**Selected excerpt:**
## Begin

In this section, we will provide a comprehensive and detailed introduction to the presented system. First and foremost, we will give an overview of the proposed system. Then, we will provide a brief introduction to the semantics-guided module, which we have incorporated into the improved system. Subsequently, we will present additional detailed implementation for tracking and mapping based on the original ORB SLAM2 system.

3.1. System Overview

As we all know, semantic segmentation plays a crucial role in image understanding and AI. It involves classifying each pixel in an image to determine its category, such as its foreground, background, and other objects, enabling further region division. At present, semantic segmentation has been widely used in autonomous driving scenarios. ORB SLAM2 is considered a leading feature-based algorithm in this field [1]. Figure 1 illustrates the pipeline of the proposed method, which builds upon the original ORB-SLAM2 system. The key idea behind the method is to integrate a U-Net-based semantic segmentation module for detecting the moving objects into the original ORB SLAM2 system since the system is a 3D localization and mapping algorithm based on ORB features and achieves a good result in efficient processing, accurate tracking, and mapping. Alongside the three parallel threads of tracking, local mapping, and loop closing in the original ORB SLAM2 system, a semantic segmentation thread is added to the system. The orange box in Figure 1 represents the improved content. It should be noted that for computational efficiency, the semantic segmentation thread is only utilized in keyframes. As a result, the semantics-guided SLAM system minimizes the impact of dynamic object feature points on tracking and local mapping, while enhancing the accuracy and stability of camera pose estimation.

3.2. Semantic Segmentation Module

To detect and isolate the dynamic objects, we employ pixel-wise semantic segmentation. Deep learning-based image-processing methods demonstrate improved performance in various tasks, including detection and segmentation. Ref. [39] describes how a proposed encoder–decoder, which nested the semantic network EfficientNetv2 [40] with a novel attention gate (AG), can be used to segment forest fires and smoke using a novel encoder–decoder framework. Unlike the modified EfficientNetv2, U-Net is a semantic segmentation algorithm based on convolutional neural networks (CNNs) that exhibits good robustness, achieving good results even with limited training data or in the presence of noise. It can adapt to different tasks by adjusting parameters in the network structure. The U-Net architecture is adopted for its excellent performance in locating the object edge information. In our implementation, we utilize the PyTorch library [41] to construct the U-Net architecture. Herein, U-Net is an encoder–decoder-based architecture comprising a contracting path for context capture and a symmetric expanding path for precise localization [42]. The encoder and decoder are connected through two 3 × 3 convolutions. Each 3 × 3 convolution in the network is followed by a rectified linear unit (ReLU) activation function to enhance the model’s expressive power. The output feature map of the second convolution in each stage of the encoder is transmitted to the decoder through skip connections. It is then cropped and concatenated with the output feature map of the corresponding stage’s upsampling layer in the decoder to achieve a fusion of shallow and deep information, providing more semantic information for the decoding process. Lastly, a 1 × 1 convolution is used to convert the 64-dimensional channel feature map into a 2-dimensional channel feature map. A Softmax classifier is applied to classify each pixel point individually, generating a segmentation map with white representing the target and black representing the background. The basic framework of U-Net is illustrated in Figure 2.

## End

**Data:**
## Begin

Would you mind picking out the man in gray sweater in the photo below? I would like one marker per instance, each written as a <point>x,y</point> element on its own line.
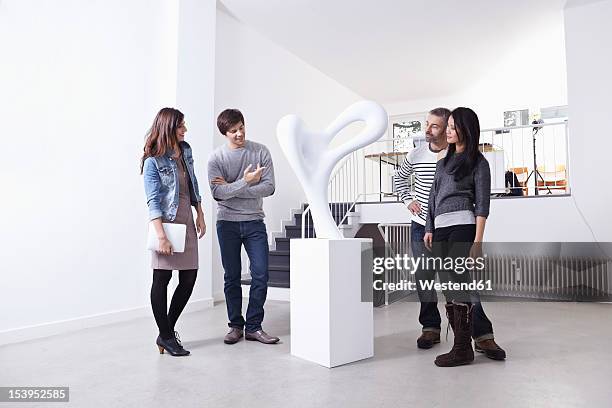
<point>240,174</point>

## End

**Work to complete:**
• a. Determine whether each statement below agrees with the passage on the semantics-guided SLAM system above. Answer yes or no for each, and quote the words of the passage that decide it.
(i) The semantic segmentation thread is run on every frame the system processes.
(ii) The U-Net architecture is constructed with the PyTorch library.
(iii) The final 1 × 1 convolution turns the 64-dimensional channel feature map into a 3-dimensional channel feature map.
• b. Carry on the passage on the semantics-guided SLAM system, starting right after its final sentence.

**Answers to the exercises:**
• a.
(i) No: "the semantic segmentation thread is only utilized in keyframes."
(ii) Yes: "we utilize the PyTorch library [41] to construct the U-Net architecture."
(iii) No: "a 1 × 1 convolution is used to convert the 64-dimensional channel feature map into a 2-dimensional channel feature map."

• b.
The U-Net module trained on the PASCAL visual object classes (VOCs) dataset is capable of segmenting potentially dynamic objects such as pedestrians, birds, cats, dogs, etc., which may also appear as moving objects in real indoor scenarios. However, for our implementation, we only consider pedestrians as potential moving objects for pixel-wise semantic segmentation in real indoor scenarios.

Specifically, the U-Net architecture takes a raw RGB image as the input, which has a size of

h \times w \times 3

. The network predicts an output matrix with a size of

h \times w \times n

, where

n

represents the number of dynamic objects in the query image. Following this, each predicted channel

i \in n

is then used to acquire a binary mask. Finally, the semantic segmentation results of all moving objects within the query image can be obtained by combining all the channels into one. Although there have been lots of semantic SLAM solutions by integrating semantic segmentation or object detection, they often require significant computing resources and have slow speeds even in offline mode because these modules are applied to every new frame. In our implementation, to reduce computational complexity, only the new keyframe is fed into the U-Net semantic segmentation architecture for dynamic content culling. Due to the query, a new frame is tracked simultaneously with keyframes and the local map, ensuring that the segmented keyframes and generated local map consist only of the static environment structure. For keyframe selection, please refer to the details in the original ORB SLAM2 system. After selecting a new keyframe, we perform an individual semantic segmentation thread during tracking. This involves deleting the correspondences of dynamic feature points to estimate the relative motion and removing the associated dynamic map points for generating and updating the local map. The steps to remove the correspondences of dynamic feature points in ORB-SLAM are as follows.

Step1. Initial detection: ORB-SLAM first detects feature points in the image using a FAST corner detector and uses ORB descriptors to describe these feature points.

Step2. Motion estimation: By utilizing the optical flow information or orientation transformation of ORB feature points, ORB-SLAM can estimate the camera’s motion (i.e., the camera’s pose).

Step3. Reproject: Reverse project the estimated camera poses onto a 3D map, converting 2D image coordinates into 3D world coordinates.

Step4. Determine reprojection error: Reproject the 3D map points obtained from backprojection back into the camera coordinate system and calculate their reprojection error in the image.

Step5. Dynamic point filtering: Filter feature points based on reprojection errors and other judgment conditions (such as matching stability, motion consistency, etc.). If the reprojection error of a feature point exceeds the set threshold, it is determined as a dynamic feature point.

Step6. Dynamic point removal: Once a feature point is determined as a dynamic point, ORB-SLAM will remove it from the map. That is, it will no longer be used for subsequent map updates or camera pose estimation.

Through the above steps, ORB-SLAM can identify and remove dynamic feature points, thereby ensuring the stability and accuracy of the map. This can improve the robustness of the SLAM system, making it more suitable for positioning and mapping in dynamic scenarios.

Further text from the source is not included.